COMO PROCEDER: Dê continuidade ao texto sobre o efeito Gollum no meio acadêmico, começando logo após a última frase apresentada.

TEXTO DO DOCUMENTO:
O Dr. Jose Valdez também vivenciou o “efeito Gollum” em seu ambiente imediato.
Fonte: Privada
O Dr. Jose Valdez é pesquisador de pós-doutorado no Centro Alemão de Pesquisa Integrativa em Biodiversidade (iDiv) em Halle-Jena-Leipzig e na Universidade Martin Luther em Halle-Wittenberg (MLU), no Departamento de Conservação da Biodiversidade. Sua pesquisa concentra-se em ecologia, biodiversidade e conservação da natureza. Seu trabalho sobre o chamado "Efeito Gollum" descreve deficiências na prática científica.
Na verdade, existem regras claras e diretrizes éticas na ciência que visam prevenir precisamente esse tipo de comportamento. Por que elas aparentemente não se aplicam aqui?
Questões como bullying, exclusão e controle de acesso no meio acadêmico só passaram a ser discutidas abertamente nos últimos anos. No passado, as pessoas costumavam dizer: "Bem, é assim que funciona no meio acadêmico" . Mas esses tipos de comportamento costumam ser uma manifestação do efeito Gollum. E, claro, existem diretrizes éticas. Mas de que adianta isso se você é um doutorando na base da hierarquia e seu orientador está na universidade há 30 anos e arrecada milhões em bolsas? Quem se oporia seriamente a isso? O problema é estrutural: publicar ou perecer — esse é o lema. Isso cria pressão e leva a dinâmicas tóxicas que foram aceitas como normais por tempo demais.

REGISTROS EXIBIDOS:
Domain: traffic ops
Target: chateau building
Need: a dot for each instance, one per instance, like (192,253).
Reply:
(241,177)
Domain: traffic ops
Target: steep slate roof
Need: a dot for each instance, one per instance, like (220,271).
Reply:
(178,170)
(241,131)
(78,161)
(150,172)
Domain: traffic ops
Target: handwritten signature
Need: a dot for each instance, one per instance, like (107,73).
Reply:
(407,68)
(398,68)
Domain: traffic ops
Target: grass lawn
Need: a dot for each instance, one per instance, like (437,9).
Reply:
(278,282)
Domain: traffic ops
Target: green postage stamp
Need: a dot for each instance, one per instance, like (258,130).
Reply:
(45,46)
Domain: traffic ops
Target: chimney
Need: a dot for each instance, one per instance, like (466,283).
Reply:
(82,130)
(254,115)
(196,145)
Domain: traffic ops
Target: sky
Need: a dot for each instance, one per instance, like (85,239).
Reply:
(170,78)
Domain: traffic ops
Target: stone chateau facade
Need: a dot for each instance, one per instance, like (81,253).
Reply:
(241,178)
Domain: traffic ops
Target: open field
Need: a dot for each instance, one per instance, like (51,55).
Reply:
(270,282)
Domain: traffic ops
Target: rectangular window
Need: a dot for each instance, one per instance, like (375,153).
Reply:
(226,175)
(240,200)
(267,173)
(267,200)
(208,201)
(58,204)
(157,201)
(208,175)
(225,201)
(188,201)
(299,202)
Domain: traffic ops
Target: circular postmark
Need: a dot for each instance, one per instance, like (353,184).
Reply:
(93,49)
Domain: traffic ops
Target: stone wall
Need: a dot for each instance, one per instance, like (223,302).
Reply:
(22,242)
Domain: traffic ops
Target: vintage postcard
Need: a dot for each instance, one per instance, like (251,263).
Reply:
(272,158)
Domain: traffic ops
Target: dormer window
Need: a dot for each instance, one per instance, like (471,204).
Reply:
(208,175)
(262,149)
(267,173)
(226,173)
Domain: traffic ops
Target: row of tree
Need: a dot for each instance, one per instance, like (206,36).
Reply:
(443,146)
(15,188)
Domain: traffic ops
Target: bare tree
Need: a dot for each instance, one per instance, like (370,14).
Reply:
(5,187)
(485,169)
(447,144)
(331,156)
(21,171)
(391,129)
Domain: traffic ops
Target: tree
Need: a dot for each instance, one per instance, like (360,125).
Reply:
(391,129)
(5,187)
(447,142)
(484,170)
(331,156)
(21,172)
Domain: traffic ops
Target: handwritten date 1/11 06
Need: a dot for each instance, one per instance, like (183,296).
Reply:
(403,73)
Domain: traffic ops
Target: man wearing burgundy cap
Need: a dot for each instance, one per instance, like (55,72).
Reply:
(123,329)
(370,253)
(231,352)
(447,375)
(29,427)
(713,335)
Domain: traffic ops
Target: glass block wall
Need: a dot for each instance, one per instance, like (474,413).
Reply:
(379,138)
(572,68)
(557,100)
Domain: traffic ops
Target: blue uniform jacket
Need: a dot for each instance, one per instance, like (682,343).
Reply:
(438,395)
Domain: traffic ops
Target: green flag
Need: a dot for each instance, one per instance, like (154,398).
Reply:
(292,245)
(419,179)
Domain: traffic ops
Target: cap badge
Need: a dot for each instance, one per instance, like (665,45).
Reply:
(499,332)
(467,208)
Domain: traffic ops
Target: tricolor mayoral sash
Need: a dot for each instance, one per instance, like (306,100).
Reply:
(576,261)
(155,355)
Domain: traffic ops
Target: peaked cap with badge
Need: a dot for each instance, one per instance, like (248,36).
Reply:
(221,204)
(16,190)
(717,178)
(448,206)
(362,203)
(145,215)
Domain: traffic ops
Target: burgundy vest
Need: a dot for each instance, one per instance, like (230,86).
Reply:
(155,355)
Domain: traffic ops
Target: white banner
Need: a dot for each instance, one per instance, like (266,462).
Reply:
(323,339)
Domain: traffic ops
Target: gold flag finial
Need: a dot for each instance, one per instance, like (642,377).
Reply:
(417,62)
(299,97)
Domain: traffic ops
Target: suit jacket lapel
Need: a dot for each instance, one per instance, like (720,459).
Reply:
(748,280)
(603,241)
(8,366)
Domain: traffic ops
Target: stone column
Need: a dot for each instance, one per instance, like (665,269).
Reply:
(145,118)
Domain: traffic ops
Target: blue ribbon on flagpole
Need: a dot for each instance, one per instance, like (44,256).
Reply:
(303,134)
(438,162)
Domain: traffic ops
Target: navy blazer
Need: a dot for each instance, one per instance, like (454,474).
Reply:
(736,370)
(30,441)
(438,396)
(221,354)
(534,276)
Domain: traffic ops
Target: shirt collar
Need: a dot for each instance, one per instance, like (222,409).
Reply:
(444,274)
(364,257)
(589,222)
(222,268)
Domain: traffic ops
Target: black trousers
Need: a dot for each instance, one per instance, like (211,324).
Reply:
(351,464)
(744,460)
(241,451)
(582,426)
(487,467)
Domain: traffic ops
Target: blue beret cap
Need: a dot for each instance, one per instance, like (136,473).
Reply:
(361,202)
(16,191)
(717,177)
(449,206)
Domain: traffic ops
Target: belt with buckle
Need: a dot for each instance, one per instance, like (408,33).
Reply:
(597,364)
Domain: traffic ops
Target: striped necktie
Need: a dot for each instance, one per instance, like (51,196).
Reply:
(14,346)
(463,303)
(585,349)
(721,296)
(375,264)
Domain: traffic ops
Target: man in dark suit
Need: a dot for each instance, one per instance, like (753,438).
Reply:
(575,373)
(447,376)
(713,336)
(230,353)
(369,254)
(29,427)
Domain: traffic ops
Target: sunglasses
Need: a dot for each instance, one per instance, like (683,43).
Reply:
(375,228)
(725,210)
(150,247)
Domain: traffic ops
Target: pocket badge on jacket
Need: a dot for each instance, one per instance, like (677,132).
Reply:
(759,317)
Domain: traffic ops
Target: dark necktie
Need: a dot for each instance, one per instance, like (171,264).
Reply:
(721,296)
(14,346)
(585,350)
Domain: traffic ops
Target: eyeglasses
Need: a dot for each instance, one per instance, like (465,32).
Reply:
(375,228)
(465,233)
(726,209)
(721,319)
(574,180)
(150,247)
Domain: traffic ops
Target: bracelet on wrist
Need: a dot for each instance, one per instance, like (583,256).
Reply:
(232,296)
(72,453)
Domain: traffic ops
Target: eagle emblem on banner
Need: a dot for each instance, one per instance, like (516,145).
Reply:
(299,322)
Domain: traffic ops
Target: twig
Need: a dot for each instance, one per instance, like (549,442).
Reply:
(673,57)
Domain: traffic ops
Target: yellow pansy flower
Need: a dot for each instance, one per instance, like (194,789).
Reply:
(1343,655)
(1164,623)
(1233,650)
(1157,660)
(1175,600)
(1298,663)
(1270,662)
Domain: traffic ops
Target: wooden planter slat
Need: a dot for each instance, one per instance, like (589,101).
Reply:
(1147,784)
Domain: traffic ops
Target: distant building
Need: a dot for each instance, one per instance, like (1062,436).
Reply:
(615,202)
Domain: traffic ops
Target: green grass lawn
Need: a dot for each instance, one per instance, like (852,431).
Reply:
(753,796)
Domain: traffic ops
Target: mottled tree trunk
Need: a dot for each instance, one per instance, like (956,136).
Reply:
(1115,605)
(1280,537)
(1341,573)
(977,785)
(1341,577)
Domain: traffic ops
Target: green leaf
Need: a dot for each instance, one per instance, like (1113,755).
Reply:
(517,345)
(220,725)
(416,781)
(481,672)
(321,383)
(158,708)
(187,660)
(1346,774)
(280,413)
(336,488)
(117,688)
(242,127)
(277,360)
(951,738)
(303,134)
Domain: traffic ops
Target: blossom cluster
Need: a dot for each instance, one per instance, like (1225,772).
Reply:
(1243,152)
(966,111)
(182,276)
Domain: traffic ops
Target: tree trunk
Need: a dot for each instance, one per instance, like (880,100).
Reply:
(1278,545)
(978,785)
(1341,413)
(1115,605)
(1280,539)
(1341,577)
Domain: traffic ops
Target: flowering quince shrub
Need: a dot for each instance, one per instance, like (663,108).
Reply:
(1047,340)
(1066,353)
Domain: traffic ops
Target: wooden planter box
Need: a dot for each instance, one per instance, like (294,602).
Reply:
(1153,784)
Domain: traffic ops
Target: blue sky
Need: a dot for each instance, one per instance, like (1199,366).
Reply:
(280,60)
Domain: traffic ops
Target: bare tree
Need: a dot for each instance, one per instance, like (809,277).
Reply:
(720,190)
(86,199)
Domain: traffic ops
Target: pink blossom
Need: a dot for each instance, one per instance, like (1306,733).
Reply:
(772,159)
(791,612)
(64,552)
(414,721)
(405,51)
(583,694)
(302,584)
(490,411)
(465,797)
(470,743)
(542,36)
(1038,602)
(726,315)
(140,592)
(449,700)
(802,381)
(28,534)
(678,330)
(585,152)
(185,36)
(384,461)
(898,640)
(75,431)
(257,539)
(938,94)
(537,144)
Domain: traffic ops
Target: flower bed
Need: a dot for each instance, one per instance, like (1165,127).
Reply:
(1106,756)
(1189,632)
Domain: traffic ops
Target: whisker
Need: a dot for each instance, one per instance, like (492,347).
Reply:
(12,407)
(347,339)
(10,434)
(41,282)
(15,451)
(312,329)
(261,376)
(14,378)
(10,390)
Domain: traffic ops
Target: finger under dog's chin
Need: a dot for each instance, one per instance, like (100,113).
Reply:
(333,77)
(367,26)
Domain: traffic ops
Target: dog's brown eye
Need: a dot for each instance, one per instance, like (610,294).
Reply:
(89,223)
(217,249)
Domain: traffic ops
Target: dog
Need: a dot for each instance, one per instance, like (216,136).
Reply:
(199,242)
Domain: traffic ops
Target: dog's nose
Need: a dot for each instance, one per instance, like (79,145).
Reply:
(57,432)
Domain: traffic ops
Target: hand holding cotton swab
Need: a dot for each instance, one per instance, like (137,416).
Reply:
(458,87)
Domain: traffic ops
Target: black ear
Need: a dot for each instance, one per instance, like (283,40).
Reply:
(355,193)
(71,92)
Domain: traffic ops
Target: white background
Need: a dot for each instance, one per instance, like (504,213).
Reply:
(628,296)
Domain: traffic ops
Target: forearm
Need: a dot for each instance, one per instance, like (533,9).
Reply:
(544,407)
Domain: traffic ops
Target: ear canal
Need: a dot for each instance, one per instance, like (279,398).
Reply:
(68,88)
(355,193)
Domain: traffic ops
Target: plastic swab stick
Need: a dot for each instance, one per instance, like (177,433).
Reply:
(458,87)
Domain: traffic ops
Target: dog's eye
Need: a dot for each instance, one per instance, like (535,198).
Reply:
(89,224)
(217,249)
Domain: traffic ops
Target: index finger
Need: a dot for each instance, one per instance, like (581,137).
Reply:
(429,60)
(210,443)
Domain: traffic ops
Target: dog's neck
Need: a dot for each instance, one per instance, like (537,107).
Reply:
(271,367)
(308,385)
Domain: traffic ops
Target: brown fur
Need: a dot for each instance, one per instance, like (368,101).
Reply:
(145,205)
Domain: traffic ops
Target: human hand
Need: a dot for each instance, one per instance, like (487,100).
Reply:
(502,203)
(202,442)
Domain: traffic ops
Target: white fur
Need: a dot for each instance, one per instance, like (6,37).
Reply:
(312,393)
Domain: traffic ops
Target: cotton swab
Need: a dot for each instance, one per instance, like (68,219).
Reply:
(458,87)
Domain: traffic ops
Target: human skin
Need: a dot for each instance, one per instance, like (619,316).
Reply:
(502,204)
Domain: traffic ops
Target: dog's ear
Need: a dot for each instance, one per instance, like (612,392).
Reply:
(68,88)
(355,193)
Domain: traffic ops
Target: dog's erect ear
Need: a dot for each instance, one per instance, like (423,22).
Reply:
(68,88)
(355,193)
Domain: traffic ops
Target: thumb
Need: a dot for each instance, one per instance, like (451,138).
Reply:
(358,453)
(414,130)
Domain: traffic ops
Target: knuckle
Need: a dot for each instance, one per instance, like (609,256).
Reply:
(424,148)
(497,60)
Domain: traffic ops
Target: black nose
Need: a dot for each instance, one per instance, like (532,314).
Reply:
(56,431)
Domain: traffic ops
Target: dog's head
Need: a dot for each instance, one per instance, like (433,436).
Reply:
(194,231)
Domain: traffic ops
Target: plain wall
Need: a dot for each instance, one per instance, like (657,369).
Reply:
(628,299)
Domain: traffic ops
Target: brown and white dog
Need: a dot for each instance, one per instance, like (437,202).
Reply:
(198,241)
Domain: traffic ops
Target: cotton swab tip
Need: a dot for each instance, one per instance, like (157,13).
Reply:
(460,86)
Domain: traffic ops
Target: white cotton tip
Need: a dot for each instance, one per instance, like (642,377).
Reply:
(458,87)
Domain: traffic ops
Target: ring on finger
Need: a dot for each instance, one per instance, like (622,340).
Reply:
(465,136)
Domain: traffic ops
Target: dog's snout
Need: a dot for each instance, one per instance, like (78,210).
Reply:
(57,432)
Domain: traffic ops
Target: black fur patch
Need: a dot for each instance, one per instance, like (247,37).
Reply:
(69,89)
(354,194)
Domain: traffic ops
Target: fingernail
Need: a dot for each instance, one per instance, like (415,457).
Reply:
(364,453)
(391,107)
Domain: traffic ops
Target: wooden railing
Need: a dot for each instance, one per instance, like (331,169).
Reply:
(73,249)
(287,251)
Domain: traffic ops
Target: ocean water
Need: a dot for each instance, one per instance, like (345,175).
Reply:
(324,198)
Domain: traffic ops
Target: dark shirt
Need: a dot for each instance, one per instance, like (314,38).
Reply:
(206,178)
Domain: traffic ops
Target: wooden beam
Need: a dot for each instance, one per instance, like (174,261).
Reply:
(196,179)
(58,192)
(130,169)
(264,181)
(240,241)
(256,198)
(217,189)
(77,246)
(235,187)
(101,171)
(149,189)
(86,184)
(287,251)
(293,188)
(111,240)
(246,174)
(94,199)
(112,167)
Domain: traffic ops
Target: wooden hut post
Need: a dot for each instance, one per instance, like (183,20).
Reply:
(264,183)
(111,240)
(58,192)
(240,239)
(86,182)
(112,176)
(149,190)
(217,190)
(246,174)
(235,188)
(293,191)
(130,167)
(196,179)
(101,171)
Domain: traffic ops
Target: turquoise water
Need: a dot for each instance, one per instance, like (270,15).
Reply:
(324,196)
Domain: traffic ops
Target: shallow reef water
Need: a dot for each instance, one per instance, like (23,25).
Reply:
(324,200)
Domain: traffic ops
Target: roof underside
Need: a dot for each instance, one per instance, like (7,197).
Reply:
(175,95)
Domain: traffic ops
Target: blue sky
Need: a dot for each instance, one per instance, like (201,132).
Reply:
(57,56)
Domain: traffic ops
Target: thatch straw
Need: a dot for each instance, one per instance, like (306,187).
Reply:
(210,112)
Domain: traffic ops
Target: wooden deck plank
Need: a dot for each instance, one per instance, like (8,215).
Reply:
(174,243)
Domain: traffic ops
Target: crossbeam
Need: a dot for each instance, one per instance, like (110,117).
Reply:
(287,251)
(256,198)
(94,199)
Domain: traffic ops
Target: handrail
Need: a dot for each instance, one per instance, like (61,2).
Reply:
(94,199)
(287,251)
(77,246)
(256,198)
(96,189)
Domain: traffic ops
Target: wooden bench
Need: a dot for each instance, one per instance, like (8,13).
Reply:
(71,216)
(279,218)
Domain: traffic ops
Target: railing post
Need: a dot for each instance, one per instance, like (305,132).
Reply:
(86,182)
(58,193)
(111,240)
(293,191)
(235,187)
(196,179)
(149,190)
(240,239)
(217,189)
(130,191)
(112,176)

RESPOSTA:
Quais são as consequências do efeito Gollum?
Para os indivíduos, o efeito Gollum frequentemente significa oportunidades perdidas, autoconfiança abalada e, não raro, um completo afastamento da ciência. Para a ciência como um todo, o dano é enorme. Quando as ideias são mantidas em segredo em vez de serem abertamente compartilhadas e desenvolvidas, o progresso sofre. Inovação requer troca. Se isso faltar, a ciência perde — e com ela, todos nós perdemos.
Em seu estudo, você demonstra que apenas cerca de um terço dos afetados se defende ativamente contra o comportamento de Gollum. Por que tantos permanecem em silêncio, apesar das experiências negativas?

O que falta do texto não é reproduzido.